• _PROMPT_
What lines in the data hold the string "positive"? Show them.

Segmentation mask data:
==============================

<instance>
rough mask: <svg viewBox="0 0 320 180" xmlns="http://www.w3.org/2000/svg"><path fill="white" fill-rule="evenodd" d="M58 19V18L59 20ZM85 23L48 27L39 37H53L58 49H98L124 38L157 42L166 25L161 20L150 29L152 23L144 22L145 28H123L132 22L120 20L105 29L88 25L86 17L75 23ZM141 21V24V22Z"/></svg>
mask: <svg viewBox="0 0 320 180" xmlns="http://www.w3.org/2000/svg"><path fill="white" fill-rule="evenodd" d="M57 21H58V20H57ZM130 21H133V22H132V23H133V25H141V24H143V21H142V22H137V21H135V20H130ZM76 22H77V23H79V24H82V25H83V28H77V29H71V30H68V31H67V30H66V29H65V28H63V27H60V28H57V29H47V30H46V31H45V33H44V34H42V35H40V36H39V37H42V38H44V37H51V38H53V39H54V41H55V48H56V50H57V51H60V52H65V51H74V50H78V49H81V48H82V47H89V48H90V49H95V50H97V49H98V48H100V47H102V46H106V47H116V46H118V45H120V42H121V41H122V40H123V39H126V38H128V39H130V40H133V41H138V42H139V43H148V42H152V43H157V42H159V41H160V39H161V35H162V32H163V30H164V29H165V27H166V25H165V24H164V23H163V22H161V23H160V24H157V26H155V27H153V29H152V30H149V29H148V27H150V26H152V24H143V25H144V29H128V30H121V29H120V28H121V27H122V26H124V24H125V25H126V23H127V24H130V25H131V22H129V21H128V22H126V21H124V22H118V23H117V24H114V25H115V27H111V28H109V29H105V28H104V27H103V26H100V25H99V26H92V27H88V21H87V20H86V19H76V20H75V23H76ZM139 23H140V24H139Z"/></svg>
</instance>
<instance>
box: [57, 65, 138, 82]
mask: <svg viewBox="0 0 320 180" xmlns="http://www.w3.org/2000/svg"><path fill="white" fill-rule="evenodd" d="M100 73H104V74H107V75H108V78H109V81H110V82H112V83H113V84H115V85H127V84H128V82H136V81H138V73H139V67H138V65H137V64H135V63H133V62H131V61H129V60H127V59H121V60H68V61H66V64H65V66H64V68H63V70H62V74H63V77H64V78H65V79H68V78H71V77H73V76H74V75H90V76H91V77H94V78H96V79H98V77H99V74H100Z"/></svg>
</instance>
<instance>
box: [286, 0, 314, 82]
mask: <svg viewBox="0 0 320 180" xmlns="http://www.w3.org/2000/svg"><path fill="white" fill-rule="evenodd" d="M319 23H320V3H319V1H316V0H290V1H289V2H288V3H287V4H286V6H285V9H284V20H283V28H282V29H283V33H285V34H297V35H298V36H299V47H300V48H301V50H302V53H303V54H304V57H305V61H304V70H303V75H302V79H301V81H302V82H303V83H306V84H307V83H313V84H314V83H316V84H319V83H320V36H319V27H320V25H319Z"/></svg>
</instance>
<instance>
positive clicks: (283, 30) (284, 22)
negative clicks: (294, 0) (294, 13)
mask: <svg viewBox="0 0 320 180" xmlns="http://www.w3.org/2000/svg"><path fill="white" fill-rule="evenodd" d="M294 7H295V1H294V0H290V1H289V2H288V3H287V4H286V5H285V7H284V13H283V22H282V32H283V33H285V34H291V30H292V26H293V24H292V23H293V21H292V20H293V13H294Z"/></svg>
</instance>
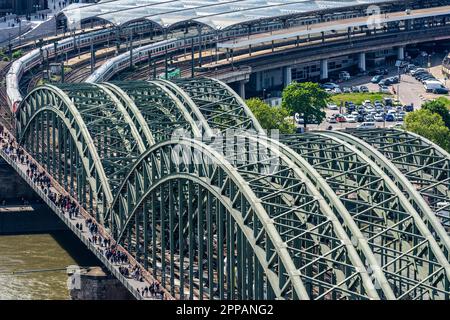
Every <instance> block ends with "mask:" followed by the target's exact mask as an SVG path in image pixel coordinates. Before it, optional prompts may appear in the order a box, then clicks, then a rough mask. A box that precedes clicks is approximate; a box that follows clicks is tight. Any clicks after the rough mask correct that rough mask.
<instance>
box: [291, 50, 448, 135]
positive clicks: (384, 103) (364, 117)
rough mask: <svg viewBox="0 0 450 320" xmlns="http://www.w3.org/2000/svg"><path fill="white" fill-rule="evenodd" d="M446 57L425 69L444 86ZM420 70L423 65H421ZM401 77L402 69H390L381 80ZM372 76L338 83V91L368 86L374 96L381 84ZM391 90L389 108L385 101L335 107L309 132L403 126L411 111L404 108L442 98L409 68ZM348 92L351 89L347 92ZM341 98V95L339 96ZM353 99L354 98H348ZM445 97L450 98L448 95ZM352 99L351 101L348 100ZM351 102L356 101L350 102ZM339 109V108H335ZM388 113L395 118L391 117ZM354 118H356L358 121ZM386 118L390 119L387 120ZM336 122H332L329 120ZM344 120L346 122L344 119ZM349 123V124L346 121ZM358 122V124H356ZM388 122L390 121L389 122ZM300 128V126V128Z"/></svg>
mask: <svg viewBox="0 0 450 320" xmlns="http://www.w3.org/2000/svg"><path fill="white" fill-rule="evenodd" d="M442 58H443V55H435V56H434V57H433V60H432V61H433V63H432V66H431V68H429V69H428V68H426V73H428V74H431V75H432V76H434V77H435V78H436V79H431V80H438V81H440V82H441V83H443V84H444V85H445V84H447V83H446V81H445V80H444V77H443V75H442V73H441V71H440V70H441V66H440V63H441V61H442ZM418 67H420V66H418ZM398 74H399V70H398V68H397V67H391V68H387V74H385V75H383V76H382V78H383V79H386V78H390V77H394V76H397V75H398ZM372 78H373V76H369V75H365V76H358V77H352V78H351V79H350V80H348V81H342V82H339V83H336V85H339V90H341V91H343V90H344V88H351V87H355V86H356V87H359V88H360V87H361V86H365V87H367V88H368V90H369V91H370V92H372V93H379V92H380V85H379V84H377V83H372V82H371V80H372ZM386 89H388V91H387V92H386V95H387V96H389V97H390V98H391V101H392V102H391V103H389V104H388V105H386V104H385V103H384V101H382V100H383V99H380V98H379V99H377V101H375V99H371V100H372V101H371V102H370V103H368V102H367V103H366V104H365V105H364V104H363V103H361V104H356V103H354V107H353V106H352V107H351V108H350V110H349V108H346V107H342V106H340V105H336V104H335V106H334V107H333V109H334V110H331V109H327V110H326V119H327V120H325V121H324V122H322V123H321V124H319V125H317V124H310V125H308V126H307V127H308V129H310V130H313V129H327V128H329V127H331V128H332V129H340V128H342V129H344V128H355V127H357V126H358V125H360V124H361V123H363V122H374V124H375V127H380V128H383V127H384V128H385V127H393V126H400V125H401V124H402V122H403V119H404V117H405V116H406V114H407V111H406V109H408V111H410V108H406V109H405V108H404V107H405V106H411V105H412V106H413V107H414V110H417V109H419V108H420V107H421V105H422V104H423V103H424V102H425V101H428V100H432V99H436V98H438V97H440V96H442V95H439V94H434V93H430V92H426V90H425V87H424V84H423V83H422V82H420V81H419V80H417V79H416V78H415V77H414V76H412V75H411V74H410V73H409V72H407V70H406V69H404V70H403V71H402V72H401V75H400V81H399V83H397V84H393V85H389V86H387V88H386ZM347 90H348V89H347ZM338 95H339V94H338ZM349 96H351V95H349ZM445 96H448V94H447V95H445ZM349 100H350V99H349ZM347 102H348V103H351V102H354V101H351V100H350V101H347ZM336 107H337V109H336ZM388 114H392V115H393V117H394V118H393V119H392V116H391V115H389V116H387V115H388ZM337 115H342V116H343V117H336V116H337ZM355 117H356V118H357V119H355ZM386 117H387V119H386ZM332 118H334V119H336V118H338V119H337V121H335V120H330V119H332ZM342 118H343V119H342ZM347 119H348V120H349V121H346V120H347ZM355 120H356V121H355ZM386 120H387V121H386ZM299 126H301V125H299Z"/></svg>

==============================

• _REPLY TO THE EXERCISE_
positive clicks: (283, 30) (284, 22)
positive clicks: (384, 103) (364, 117)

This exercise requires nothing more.